* Your instructions: Could you gather every line in the entries below that contains the word "grass" and copy each one out in full?

-------- Records for this task --------

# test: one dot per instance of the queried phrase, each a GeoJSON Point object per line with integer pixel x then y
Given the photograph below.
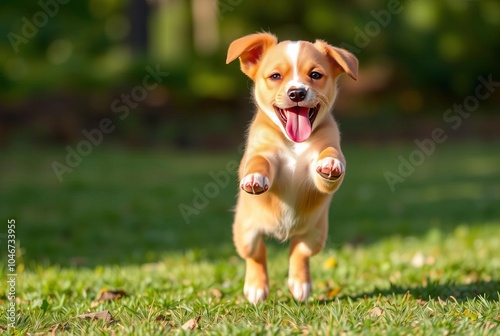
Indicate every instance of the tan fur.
{"type": "Point", "coordinates": [286, 187]}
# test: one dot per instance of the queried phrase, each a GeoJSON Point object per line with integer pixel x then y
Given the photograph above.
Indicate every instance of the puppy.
{"type": "Point", "coordinates": [292, 163]}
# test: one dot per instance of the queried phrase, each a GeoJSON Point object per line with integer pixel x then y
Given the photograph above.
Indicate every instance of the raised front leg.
{"type": "Point", "coordinates": [330, 169]}
{"type": "Point", "coordinates": [257, 175]}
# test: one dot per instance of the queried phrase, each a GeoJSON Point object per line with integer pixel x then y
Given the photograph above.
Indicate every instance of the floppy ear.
{"type": "Point", "coordinates": [250, 49]}
{"type": "Point", "coordinates": [347, 61]}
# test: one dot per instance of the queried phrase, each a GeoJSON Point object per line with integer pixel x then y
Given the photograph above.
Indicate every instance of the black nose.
{"type": "Point", "coordinates": [297, 94]}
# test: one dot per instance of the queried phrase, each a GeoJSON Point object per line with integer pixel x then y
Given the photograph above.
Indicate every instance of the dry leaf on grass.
{"type": "Point", "coordinates": [58, 327]}
{"type": "Point", "coordinates": [217, 293]}
{"type": "Point", "coordinates": [329, 263]}
{"type": "Point", "coordinates": [376, 311]}
{"type": "Point", "coordinates": [108, 295]}
{"type": "Point", "coordinates": [104, 315]}
{"type": "Point", "coordinates": [191, 324]}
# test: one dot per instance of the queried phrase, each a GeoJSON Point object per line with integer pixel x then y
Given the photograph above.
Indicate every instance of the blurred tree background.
{"type": "Point", "coordinates": [65, 63]}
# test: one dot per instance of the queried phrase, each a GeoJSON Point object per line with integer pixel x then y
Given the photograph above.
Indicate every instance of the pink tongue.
{"type": "Point", "coordinates": [298, 126]}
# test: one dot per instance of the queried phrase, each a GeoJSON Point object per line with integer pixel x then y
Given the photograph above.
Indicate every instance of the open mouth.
{"type": "Point", "coordinates": [297, 121]}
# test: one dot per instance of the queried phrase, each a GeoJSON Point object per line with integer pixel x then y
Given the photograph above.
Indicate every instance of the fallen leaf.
{"type": "Point", "coordinates": [104, 315]}
{"type": "Point", "coordinates": [191, 324]}
{"type": "Point", "coordinates": [110, 295]}
{"type": "Point", "coordinates": [332, 293]}
{"type": "Point", "coordinates": [329, 263]}
{"type": "Point", "coordinates": [160, 318]}
{"type": "Point", "coordinates": [376, 311]}
{"type": "Point", "coordinates": [441, 302]}
{"type": "Point", "coordinates": [58, 327]}
{"type": "Point", "coordinates": [217, 293]}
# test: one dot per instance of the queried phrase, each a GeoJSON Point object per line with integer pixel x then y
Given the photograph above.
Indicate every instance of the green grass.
{"type": "Point", "coordinates": [424, 260]}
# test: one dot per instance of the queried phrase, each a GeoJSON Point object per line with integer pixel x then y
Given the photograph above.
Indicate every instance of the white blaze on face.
{"type": "Point", "coordinates": [292, 52]}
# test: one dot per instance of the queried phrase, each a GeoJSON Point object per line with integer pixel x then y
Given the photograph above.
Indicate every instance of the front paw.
{"type": "Point", "coordinates": [255, 183]}
{"type": "Point", "coordinates": [330, 168]}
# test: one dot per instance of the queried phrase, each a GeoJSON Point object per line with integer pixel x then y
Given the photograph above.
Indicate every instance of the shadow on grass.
{"type": "Point", "coordinates": [434, 290]}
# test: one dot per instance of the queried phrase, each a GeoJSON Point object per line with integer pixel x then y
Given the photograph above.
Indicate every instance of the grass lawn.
{"type": "Point", "coordinates": [422, 260]}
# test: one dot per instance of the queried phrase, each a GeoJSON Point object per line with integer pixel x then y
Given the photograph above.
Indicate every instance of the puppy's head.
{"type": "Point", "coordinates": [295, 81]}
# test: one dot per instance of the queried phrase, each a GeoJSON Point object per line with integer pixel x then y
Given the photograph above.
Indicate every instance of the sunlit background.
{"type": "Point", "coordinates": [65, 62]}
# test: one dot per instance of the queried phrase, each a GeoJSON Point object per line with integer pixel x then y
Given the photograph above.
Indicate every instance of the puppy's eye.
{"type": "Point", "coordinates": [315, 75]}
{"type": "Point", "coordinates": [275, 76]}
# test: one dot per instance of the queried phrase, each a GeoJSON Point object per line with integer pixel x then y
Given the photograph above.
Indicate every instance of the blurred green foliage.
{"type": "Point", "coordinates": [431, 52]}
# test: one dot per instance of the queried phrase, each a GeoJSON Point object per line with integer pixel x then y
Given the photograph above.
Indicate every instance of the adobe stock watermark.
{"type": "Point", "coordinates": [122, 107]}
{"type": "Point", "coordinates": [31, 25]}
{"type": "Point", "coordinates": [381, 19]}
{"type": "Point", "coordinates": [453, 119]}
{"type": "Point", "coordinates": [10, 292]}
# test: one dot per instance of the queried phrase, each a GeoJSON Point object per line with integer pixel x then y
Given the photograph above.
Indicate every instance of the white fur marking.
{"type": "Point", "coordinates": [254, 294]}
{"type": "Point", "coordinates": [292, 51]}
{"type": "Point", "coordinates": [255, 180]}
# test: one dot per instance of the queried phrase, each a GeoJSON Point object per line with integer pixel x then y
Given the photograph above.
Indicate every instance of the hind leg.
{"type": "Point", "coordinates": [250, 246]}
{"type": "Point", "coordinates": [301, 249]}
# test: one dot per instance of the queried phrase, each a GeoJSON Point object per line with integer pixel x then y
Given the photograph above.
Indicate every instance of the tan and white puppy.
{"type": "Point", "coordinates": [292, 162]}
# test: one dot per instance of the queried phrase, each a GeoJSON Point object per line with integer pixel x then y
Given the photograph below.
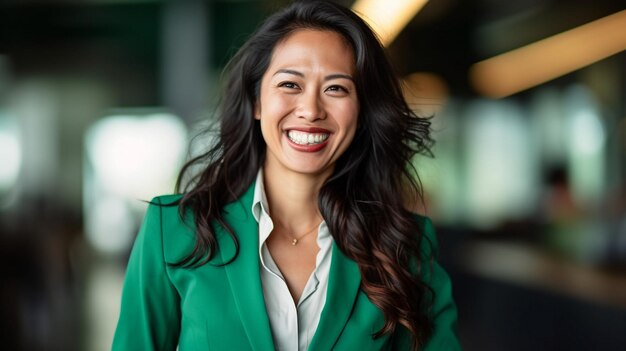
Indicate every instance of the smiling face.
{"type": "Point", "coordinates": [308, 104]}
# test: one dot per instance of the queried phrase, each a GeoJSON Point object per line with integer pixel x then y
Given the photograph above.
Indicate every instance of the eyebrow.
{"type": "Point", "coordinates": [327, 78]}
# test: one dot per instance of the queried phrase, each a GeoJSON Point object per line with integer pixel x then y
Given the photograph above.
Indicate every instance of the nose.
{"type": "Point", "coordinates": [310, 106]}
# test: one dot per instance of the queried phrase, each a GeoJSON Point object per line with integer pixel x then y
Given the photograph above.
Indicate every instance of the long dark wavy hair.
{"type": "Point", "coordinates": [364, 201]}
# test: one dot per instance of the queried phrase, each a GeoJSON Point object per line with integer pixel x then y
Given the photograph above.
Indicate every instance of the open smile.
{"type": "Point", "coordinates": [307, 138]}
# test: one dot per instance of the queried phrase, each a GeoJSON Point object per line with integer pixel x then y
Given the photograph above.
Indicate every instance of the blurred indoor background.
{"type": "Point", "coordinates": [100, 98]}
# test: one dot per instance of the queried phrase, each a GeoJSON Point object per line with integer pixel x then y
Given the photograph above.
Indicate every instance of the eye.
{"type": "Point", "coordinates": [337, 90]}
{"type": "Point", "coordinates": [288, 85]}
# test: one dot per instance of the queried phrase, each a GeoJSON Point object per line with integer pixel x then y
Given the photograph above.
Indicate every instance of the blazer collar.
{"type": "Point", "coordinates": [243, 275]}
{"type": "Point", "coordinates": [243, 272]}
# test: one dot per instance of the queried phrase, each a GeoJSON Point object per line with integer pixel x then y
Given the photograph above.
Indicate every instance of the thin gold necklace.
{"type": "Point", "coordinates": [294, 240]}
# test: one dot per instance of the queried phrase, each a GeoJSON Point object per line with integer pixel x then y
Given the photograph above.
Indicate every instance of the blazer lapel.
{"type": "Point", "coordinates": [343, 285]}
{"type": "Point", "coordinates": [243, 272]}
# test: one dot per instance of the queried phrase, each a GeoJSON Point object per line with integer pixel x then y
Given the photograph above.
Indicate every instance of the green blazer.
{"type": "Point", "coordinates": [221, 307]}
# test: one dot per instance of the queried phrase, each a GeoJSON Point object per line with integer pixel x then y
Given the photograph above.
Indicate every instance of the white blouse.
{"type": "Point", "coordinates": [293, 326]}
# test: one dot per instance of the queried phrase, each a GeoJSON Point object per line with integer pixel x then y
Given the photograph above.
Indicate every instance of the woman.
{"type": "Point", "coordinates": [296, 235]}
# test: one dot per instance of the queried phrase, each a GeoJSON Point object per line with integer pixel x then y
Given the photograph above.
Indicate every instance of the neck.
{"type": "Point", "coordinates": [292, 199]}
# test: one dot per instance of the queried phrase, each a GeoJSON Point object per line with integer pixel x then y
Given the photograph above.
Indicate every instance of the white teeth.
{"type": "Point", "coordinates": [303, 138]}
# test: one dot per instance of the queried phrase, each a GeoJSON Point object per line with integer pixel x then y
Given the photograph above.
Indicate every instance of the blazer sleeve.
{"type": "Point", "coordinates": [150, 310]}
{"type": "Point", "coordinates": [444, 313]}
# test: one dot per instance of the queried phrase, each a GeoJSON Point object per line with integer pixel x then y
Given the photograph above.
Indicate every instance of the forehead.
{"type": "Point", "coordinates": [314, 46]}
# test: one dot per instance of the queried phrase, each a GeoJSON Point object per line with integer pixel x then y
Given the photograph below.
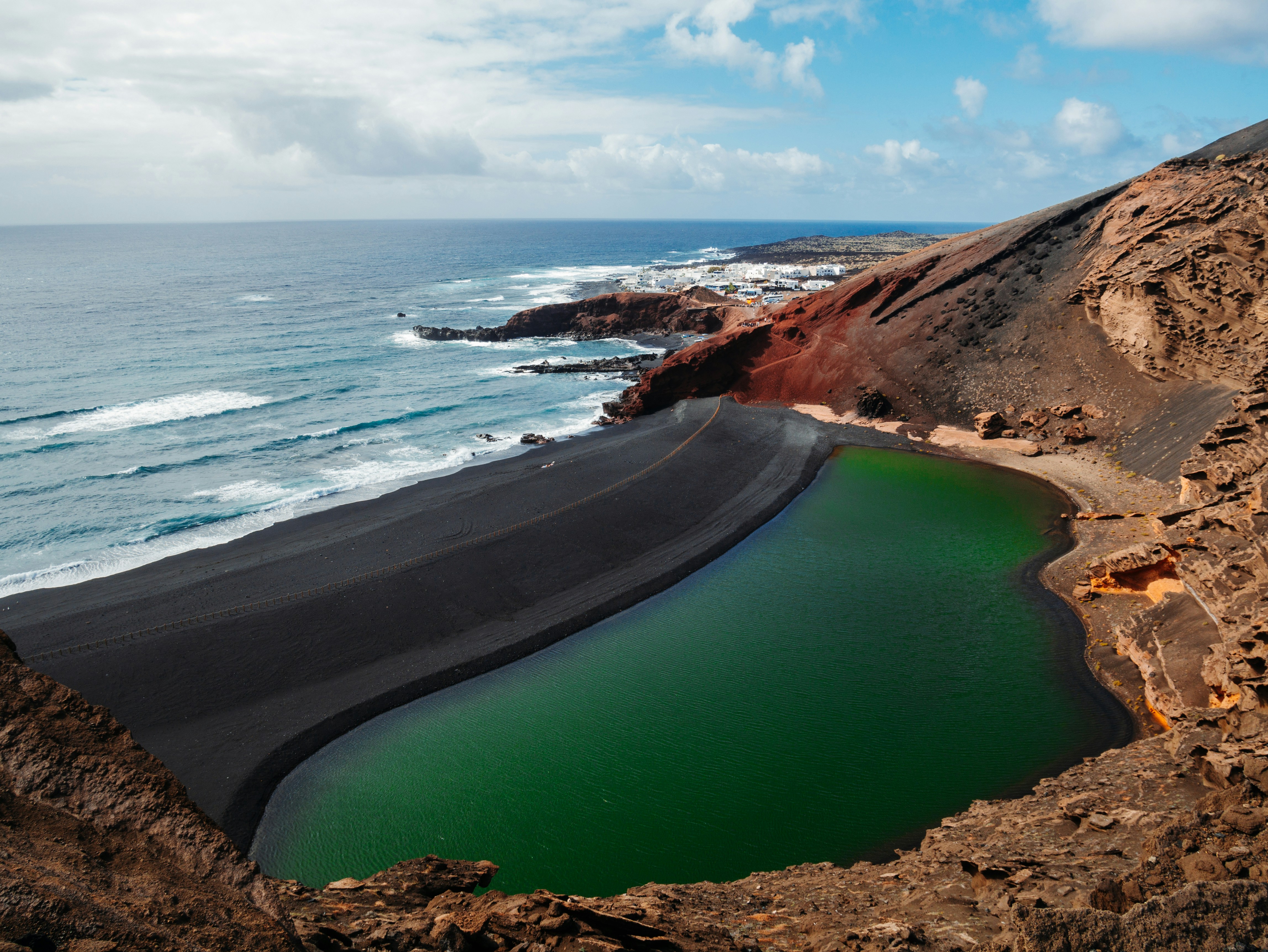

--------

* Task solution:
Indicate every instance of the dry leaf on grass.
Indicate every instance of the green grass.
Indicate every instance of the shadow on grass.
Indicate every instance of the grass lawn.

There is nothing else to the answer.